What the exercise asks >>
Rescale everything from the line containing "[Batch spec] Target class: ceiling" down to the line containing "[[127, 0, 241, 4]]", both ends included, and write those lines out again with their requests. Multiply each bounding-box coordinate in the answers by 1.35 and round to whole numbers, halves up, but leave the numbers in the requests and their format samples unchanged.

** begin Data in this exercise **

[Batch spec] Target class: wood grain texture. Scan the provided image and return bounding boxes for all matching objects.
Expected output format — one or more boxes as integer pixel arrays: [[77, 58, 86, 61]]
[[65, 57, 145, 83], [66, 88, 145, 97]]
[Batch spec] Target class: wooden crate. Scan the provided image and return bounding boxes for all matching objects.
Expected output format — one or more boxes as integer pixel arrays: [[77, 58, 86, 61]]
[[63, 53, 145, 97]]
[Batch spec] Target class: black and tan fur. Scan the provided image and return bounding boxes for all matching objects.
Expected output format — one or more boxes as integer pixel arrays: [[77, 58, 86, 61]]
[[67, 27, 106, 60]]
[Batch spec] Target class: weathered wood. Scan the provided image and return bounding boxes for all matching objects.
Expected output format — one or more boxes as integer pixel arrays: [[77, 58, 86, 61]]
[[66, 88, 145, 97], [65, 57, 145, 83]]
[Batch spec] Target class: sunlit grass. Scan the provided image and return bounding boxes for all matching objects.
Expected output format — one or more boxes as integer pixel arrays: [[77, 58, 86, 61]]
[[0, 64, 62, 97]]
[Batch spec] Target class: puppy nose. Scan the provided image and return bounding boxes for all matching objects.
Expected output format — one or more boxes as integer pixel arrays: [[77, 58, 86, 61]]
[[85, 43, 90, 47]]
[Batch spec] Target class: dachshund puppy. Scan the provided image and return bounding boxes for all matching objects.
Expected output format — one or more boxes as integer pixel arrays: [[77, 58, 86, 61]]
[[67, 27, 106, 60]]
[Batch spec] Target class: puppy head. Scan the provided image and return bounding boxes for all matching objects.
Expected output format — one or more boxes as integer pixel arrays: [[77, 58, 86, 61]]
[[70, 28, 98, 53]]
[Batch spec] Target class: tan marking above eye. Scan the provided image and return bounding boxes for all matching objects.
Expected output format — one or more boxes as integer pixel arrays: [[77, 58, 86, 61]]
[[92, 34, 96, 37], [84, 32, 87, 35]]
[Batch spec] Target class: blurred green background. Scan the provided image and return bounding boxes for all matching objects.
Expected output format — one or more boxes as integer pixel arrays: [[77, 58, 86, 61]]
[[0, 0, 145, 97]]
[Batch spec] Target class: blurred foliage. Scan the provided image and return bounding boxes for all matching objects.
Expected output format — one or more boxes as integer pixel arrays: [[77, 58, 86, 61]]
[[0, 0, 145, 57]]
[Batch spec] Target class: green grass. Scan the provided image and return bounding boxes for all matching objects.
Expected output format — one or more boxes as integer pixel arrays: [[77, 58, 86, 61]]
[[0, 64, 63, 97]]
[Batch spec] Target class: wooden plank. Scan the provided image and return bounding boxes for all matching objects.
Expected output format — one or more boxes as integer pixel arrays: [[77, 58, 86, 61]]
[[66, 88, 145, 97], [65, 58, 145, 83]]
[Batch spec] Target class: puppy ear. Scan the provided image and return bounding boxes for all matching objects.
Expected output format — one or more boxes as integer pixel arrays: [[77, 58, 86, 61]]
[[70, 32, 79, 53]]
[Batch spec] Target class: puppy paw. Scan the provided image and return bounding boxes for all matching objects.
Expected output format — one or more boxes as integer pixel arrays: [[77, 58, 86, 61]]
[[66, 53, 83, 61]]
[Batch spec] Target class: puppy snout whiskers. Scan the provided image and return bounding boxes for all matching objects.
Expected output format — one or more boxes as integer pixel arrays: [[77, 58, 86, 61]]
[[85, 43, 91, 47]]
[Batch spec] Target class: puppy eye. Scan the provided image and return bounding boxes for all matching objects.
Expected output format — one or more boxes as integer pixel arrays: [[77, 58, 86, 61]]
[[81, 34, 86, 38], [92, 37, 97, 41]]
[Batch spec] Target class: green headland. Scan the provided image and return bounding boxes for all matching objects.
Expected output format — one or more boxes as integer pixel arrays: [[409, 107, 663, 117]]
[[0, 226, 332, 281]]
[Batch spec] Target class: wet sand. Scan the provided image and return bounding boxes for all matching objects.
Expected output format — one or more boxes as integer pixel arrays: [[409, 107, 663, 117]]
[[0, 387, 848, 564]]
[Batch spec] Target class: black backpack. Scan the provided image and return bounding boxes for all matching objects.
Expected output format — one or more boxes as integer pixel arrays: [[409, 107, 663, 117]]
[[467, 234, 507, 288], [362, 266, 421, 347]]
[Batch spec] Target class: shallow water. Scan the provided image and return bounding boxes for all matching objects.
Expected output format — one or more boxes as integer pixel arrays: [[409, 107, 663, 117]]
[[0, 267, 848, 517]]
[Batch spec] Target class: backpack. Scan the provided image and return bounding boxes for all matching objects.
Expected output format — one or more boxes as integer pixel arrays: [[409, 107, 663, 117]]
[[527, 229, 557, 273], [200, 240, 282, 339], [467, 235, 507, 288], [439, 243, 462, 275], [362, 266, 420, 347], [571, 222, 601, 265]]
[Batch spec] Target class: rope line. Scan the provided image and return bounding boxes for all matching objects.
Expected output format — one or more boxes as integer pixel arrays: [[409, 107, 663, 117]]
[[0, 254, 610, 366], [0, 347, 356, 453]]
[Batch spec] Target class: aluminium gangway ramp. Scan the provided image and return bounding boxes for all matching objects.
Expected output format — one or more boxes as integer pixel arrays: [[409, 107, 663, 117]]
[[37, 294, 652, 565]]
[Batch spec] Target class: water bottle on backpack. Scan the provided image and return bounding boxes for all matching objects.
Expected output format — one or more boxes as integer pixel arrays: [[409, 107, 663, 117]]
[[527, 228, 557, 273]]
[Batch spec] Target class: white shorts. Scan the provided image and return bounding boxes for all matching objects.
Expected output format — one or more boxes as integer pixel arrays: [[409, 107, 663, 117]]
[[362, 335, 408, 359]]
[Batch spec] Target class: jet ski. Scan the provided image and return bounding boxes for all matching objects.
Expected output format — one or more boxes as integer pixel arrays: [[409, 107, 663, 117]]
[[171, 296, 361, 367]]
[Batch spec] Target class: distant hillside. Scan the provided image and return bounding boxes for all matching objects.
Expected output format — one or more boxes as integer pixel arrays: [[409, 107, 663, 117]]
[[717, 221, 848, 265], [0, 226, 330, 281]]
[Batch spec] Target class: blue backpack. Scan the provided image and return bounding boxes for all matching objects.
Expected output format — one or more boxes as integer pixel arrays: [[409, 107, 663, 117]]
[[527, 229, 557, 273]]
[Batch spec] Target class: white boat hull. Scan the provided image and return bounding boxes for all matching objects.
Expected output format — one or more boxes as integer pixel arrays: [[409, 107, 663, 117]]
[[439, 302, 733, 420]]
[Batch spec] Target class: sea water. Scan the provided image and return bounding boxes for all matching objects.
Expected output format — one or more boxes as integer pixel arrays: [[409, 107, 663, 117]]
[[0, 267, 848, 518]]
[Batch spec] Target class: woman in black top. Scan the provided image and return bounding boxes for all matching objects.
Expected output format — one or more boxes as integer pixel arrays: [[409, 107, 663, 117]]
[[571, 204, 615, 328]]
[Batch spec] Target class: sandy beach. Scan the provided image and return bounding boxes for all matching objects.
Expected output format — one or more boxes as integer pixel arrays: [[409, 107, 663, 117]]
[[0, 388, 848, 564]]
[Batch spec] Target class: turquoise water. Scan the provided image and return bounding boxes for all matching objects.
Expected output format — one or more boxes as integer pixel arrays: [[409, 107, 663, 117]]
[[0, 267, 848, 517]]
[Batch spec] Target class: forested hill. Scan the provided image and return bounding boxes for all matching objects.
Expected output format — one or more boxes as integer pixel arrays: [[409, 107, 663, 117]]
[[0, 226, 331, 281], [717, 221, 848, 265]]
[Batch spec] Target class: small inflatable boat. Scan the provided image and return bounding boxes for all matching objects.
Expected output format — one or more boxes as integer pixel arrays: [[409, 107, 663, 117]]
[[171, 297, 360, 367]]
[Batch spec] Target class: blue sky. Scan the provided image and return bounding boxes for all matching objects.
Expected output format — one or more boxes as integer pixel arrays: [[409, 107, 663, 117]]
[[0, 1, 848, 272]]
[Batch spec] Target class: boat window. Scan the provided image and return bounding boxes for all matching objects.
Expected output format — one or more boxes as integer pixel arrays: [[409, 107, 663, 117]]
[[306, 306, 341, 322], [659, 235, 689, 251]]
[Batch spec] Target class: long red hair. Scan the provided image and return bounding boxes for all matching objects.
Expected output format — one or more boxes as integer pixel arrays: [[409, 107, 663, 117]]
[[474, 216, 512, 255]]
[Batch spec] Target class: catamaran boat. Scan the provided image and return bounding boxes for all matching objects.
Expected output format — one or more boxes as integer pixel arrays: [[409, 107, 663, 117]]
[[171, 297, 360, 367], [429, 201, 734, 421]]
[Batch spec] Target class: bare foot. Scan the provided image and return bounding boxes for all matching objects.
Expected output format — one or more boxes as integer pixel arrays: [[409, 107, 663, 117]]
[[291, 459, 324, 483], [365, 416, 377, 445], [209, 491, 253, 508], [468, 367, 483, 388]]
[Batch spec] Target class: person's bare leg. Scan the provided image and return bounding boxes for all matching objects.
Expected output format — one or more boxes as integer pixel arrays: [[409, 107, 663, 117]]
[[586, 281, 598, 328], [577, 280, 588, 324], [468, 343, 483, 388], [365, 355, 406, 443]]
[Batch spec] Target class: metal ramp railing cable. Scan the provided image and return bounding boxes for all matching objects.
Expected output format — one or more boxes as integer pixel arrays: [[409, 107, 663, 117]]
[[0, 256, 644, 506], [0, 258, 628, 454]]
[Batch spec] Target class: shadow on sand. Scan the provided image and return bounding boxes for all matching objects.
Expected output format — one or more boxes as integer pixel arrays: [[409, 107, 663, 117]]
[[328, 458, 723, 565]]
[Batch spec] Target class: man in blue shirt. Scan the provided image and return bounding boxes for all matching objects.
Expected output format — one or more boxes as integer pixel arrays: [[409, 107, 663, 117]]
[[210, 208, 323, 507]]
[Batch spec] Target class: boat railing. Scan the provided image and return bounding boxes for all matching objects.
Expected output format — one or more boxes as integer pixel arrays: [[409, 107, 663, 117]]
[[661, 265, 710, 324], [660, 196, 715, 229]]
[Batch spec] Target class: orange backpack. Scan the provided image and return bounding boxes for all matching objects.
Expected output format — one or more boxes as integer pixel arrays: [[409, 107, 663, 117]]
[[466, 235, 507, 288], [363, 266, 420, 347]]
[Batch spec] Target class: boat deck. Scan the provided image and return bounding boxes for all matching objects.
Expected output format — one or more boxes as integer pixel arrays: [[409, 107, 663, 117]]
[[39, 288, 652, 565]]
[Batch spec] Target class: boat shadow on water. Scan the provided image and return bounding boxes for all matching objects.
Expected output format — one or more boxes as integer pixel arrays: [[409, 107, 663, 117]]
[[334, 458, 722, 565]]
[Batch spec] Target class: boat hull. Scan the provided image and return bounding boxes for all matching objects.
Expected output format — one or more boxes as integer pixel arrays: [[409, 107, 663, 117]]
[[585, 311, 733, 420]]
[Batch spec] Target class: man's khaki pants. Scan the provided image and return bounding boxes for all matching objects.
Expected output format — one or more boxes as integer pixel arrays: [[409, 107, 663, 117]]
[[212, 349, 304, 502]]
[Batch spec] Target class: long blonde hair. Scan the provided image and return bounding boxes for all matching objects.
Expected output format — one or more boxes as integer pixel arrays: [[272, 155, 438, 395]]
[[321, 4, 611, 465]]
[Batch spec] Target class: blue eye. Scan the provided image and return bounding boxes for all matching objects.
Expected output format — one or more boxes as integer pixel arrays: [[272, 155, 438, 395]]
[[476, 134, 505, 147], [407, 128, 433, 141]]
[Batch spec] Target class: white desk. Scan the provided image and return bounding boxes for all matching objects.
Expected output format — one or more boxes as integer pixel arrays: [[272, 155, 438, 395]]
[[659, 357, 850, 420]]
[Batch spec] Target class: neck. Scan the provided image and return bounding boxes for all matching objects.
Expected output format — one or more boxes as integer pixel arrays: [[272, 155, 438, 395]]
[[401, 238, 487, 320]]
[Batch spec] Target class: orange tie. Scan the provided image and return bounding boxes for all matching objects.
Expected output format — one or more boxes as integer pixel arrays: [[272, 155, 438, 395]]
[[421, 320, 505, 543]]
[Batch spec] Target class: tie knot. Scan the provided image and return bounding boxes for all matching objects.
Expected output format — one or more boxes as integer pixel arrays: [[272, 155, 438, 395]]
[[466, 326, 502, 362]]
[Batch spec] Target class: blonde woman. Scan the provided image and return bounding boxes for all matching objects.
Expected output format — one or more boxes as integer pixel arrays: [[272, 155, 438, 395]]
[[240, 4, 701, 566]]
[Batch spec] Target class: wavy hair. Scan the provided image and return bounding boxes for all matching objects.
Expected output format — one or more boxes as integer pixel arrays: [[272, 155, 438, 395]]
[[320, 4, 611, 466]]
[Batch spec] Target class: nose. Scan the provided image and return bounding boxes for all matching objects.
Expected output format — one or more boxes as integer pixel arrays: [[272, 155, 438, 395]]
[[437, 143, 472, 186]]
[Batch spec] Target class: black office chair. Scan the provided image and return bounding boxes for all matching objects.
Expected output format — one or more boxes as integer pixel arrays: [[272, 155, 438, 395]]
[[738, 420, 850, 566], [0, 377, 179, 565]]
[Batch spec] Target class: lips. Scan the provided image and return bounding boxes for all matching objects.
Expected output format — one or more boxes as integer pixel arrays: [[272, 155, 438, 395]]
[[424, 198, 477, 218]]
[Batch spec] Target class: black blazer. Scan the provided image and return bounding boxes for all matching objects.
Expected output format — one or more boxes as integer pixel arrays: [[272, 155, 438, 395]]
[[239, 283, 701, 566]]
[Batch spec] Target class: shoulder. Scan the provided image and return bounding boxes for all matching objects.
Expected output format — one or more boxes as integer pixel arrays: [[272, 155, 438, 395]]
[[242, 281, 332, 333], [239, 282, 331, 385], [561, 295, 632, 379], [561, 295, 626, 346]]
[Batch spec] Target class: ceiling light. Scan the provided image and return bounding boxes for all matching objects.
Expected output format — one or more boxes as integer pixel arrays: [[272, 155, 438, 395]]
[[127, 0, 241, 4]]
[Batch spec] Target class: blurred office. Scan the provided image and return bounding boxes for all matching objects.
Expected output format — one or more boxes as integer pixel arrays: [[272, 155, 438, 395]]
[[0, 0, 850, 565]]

** end Data in this exercise **

Exercise answer >>
[Batch spec] Target class: ceiling light. Scan the provided image and return bounding boxes for all matching objects.
Expected output format — one or more boxes as integer pixel arrays: [[272, 155, 438, 395]]
[[171, 0, 325, 5]]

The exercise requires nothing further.